This is one of the first lessons I’ve ever been taught, and one of the very last that I’ve actually learned. It’s not about dying – well, not entirely—but it’s about not being afraid of failure. To someone who is always desperate to be doing the right thing (like me), they often feel like much the same thing.
***
It’s been a long year. My demons, those little voice in your head you feel like you can never truly shake, go from gnawing at me to eating me up alive. You don’t belong here, they say. You are a Bad Fencer. It’s imposter syndrome, this notion that even despite all the hour in the gym and on the training floor, even despite all the expectations I have of myself, I’m just faking it.
At one point, I mention that I feel like my fencing is actually regressing, that I am getting worse in each match, and worse in each spar. The goal is to be a little bit better each day. I think I’m doing the opposite. Joe tells me that it’s common to fence poorly right before a plateau is broken, but I can’t make myself believe him.
I’m going to Swordfish, and in my last two events I fenced like I did two years ago – timid, afraid, without movement.
***
The first class I have after Swordsquatch, something in my brain turns on, or off. I’m sparring Toby when it happens – I stop thinking, and start to enjoy the fight again. Somehow, some way that I can’t explain, my brain has figured out how to hit re-set.
Over the next few weeks in September and October, I start to look forward to class again – not that I ever didn’t; it’s a rediscovery of why I’m doing this in the first place. HEMA can be pure fun if you stop worrying about what everyone else thinks and start fighting instead.
I’m going to Swordfish, and whatever happens, I’m going to enjoy it.
***
Swordfish doesn’t pull any punches - when I see my pool posted, it’s a mass of names I recognize as being top-rated fencers. I don’t really expect to win anything, but my hope is to at least score a few points and make my opponent work for it.
I lose my first match to Elena in convincing fashion—I still haven’t really figured out how to block on my right side—and I’m down by three in my second match with Minna, before I somehow pull out a last-second, deep target thrust. The match ends in a draw, but it feels better than that.

__TASKS TO PERFORM__.
**A.** In the fencing essay, how does the match against Minna end?
**B.** Continue the fencing essay from its final sentence.
The listing that follows is not needed for anything here.

__SOURCE MATERIAL__.
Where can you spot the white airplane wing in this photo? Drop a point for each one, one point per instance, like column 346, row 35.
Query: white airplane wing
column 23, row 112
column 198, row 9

__ANSWERS GIVEN__.
**A.** It ends in a draw, after a last-second, deep target thrust.

**B.**
My third match is with Carla, and it is brilliant – she wins, but does so in a way that is just great fencing. I learn something in each exchange, which is really the best possible outcome of any spar or competitive match.
Next I fence Eva, and although we’ve only met a few hours before, it feels like I am fighting an old friend. Her zwerchaus are furious, but today I am just fast enough to gain the upper hand. At one point—(I think it was this match, but it may have been another)—we end up in a grapple, and I manage to land a pommel strike, which I’ve never done in competition before. It’s my first tournament win since June.
I am no match for my final opponent, Anna, who comes at me fast and furious, and without any break between them. I am simply not fast enough to keep up.
All told when my pool is done, I feel content. Not exhilarated, not frustrated, but acutely aware of what I did well, and what I did poorly. It’s the best I’ve fenced in months, and I’ve done it against incredibly talented competition. Eight weeks ago I wouldn’t have believed I was capable of doing anything other than maybe winning one or two exchanges; while there is so much to work on, I know so much more about myself as a fencer.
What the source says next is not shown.